Page extract:
▬▬▬

In this work, we focus on medium-dimensional optimization problems that allow for a global optimization of parametrized geometries based on the solution of Maxwell’s equations, but do not allow for a complete scan of the parameter space. We consider two shape-optimization problems, i.e. the optimization of an integrated single-photon source and the optimization of a dielectric metasurface. Further, we consider the problem of a geometrical parameter reconstruction based on X-ray diffraction measurements.

We benchmark optimization algorithms that are regularly applied in nano optics and that can be broadly assigned to three categories: local optimization, global stochastic optimization, and global model-based optimization.

• Starting from a given initial parameter vector, local optimization methods try to find better positions in the parameter space by exploring the neighborhood of the current position. They converge efficiently into a local minimum, which is not necessarily the global minimum. Gradient-based methods use first derivatives (gradients) or second derivatives (Hessians) in order to find a minimum in a smaller number of iterations. An example for a gradient-free method is the downhill simplex algorithm [22] and an example for a gradient-based method is the low-memory Broyden-Fletcher-Goldfarb-Shanno (L-BFGS-B) algorithm [23]. The gradient of the solution to Maxwell’s equations can be obtained by the adjoint method [24, 16] or by automatic differentiation [25]. Local optimization methods have been used, e.g., to optimize a Y-junction splitter [24] or a photonic nano-antenna [26], and to reconstruct geometrical parameters of a line grating from scatterometry data [25].

• Stochastic optimization algorithms are based on random variables. Important representatives are particle swarm optimization [27] and differential evolution [28]. These algorithms usually scale well for an increasing number of dimensions. However, they tend to require many function evaluations in order to converge to the global minimum. Particle-swarm optimization has been employed for optimizing diffraction grating filters [29], photonic-crystal waveguides [30], or the duality symmetry of core-shell particles [31]. Differential evolution strategies have been investigated in the context of light focusing photonic crystals [32] and for parameter extraction of optical materials [33].

• Model-based optimization methods construct a model of the objective function in order to find promising sampling parameters. One important representative is Bayesian optimization, which constructs a statistical model of the objective function [34]. Bayesian optimization is regularly used in machine learning applications [34, 35, 36]. In the field of nano-optics it has been employed to optimize ring resonator-based optical filters [37], chiral scatterers [38], and mantle cloaks [39]. The method derives promising parameter samples by means of Bayesian inference based on

*all*previous function evaluations. This is in contrast to the other approaches, which only use few historic data points to determine new samples. While this statistical inference can drastically reduce the number of iterations, it requires a significant computational overhead on its own, which can slow down the optimization. We introduce an approach that aims to eliminate this slow-down for typical nano-optical computation scenarios.

▬▬▬

Pointing records:
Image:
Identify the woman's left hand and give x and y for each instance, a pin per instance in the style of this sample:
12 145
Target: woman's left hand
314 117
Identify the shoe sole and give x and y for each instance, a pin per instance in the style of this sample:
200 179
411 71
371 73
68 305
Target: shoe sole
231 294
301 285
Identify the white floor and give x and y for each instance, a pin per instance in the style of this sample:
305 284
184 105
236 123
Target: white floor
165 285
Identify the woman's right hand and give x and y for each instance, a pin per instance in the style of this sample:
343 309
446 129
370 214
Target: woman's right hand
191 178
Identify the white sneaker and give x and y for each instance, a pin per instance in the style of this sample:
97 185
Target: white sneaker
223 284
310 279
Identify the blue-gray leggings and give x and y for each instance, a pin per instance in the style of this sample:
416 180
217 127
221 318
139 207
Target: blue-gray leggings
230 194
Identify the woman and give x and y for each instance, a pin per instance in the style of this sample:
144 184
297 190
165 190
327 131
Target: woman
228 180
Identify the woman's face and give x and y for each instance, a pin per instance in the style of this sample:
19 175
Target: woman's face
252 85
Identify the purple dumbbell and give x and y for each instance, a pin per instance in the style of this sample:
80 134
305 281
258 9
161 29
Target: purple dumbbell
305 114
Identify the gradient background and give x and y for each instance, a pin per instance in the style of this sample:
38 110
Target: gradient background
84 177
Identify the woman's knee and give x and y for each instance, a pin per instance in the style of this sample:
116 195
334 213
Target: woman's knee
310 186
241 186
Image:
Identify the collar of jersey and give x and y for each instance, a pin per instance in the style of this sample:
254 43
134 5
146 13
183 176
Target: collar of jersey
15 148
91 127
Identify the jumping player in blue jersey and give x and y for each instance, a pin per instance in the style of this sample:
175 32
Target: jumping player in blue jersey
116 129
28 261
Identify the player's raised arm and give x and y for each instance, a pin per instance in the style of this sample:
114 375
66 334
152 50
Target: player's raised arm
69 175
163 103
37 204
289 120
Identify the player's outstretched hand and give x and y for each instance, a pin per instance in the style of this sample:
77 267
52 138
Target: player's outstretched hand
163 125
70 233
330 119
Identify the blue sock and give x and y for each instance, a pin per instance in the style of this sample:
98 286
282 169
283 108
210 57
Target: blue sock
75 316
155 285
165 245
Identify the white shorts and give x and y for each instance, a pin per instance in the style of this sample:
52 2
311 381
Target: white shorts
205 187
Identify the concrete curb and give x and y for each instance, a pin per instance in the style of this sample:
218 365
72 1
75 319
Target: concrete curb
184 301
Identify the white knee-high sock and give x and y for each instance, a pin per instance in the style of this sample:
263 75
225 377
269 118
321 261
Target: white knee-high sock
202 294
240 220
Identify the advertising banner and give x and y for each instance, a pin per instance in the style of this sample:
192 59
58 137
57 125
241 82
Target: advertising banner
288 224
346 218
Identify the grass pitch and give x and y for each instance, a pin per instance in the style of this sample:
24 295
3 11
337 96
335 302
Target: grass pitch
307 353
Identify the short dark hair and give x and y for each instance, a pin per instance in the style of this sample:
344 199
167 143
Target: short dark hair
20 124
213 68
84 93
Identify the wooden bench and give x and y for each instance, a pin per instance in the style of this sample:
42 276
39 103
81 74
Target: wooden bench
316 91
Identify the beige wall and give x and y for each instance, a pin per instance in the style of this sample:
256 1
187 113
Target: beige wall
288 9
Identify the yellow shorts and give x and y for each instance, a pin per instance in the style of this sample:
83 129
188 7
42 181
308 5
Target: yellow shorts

▬▬▬

Requirement:
Continue the text on benchmarking optimization methods for nano-optics from the point where it stops.

Task response:
Another machine-learning technique that has been recently applied for nano-optical optimization is deep learning [40]. Trained with thousands of simulation results deep neural networks can serve as accurate models for mapping a geometry to an optical response and vice versa almost instantaneously. However, for this benchmark we only consider methods that do not require a training phase prior to the actual optimization.

#### 2 Examined optimization methods

In the field of optical simulations one has often access to computing clusters or powerful multi-core computers. It is therefore important that optimization methods exploit the possibility of computing the objective function for several input values in parallel. Moreover, it should be possible to distribute the computation of the objective function to several machines or threads. To this end, we have integrated the considered optimization methods in a server-client framework following the design strategy of Google Vizier [35]. Furthermore, we adapted the optimization methods to support inequality constraints of the parameter space that arise from geometrical or practical (e.g. fabrication) requirements.

In the following, we shortly describe the optimization approaches. Further details on the numerical framework, the implementation of the algorithms supporting a constrained optimization as well as a visualization of the different optimization strategies are contained in the Supporting information.

##### 2.1 Local optimization methods

In local optimization methods, the next sampling point depends on the function value of the previous sample. A parallelization of local optimization methods is achieved by starting several independent local optimizations from different pseudo-random points in the parameter space \(\mathcal {X} \subset \mathbb {R}^D\). After a local optimization has converged, it is restarted from a different point such that eventually the global minimum would be found.

For optimization problems that do not exploit derivative information, we consider the downhill simplex algorithm [22]. Otherwise, we consider the gradient-based L-BFGS-B algorithm [23]. Both methods are implemented based on the python package `scipy.optimize` [41].

##### 2.2 Stochastic global optimization

As stochastic global optimization methods, we consider particle swarm optimization and differential evolution.

Particle swarm optimization works by randomly moving the position of each particle in the search-space guided by the particle’s best known position as well as the swarm’s best known position. The method is implemented based on the Python package `pyswarm` [42], which supports a parallel evaluation of the objective function.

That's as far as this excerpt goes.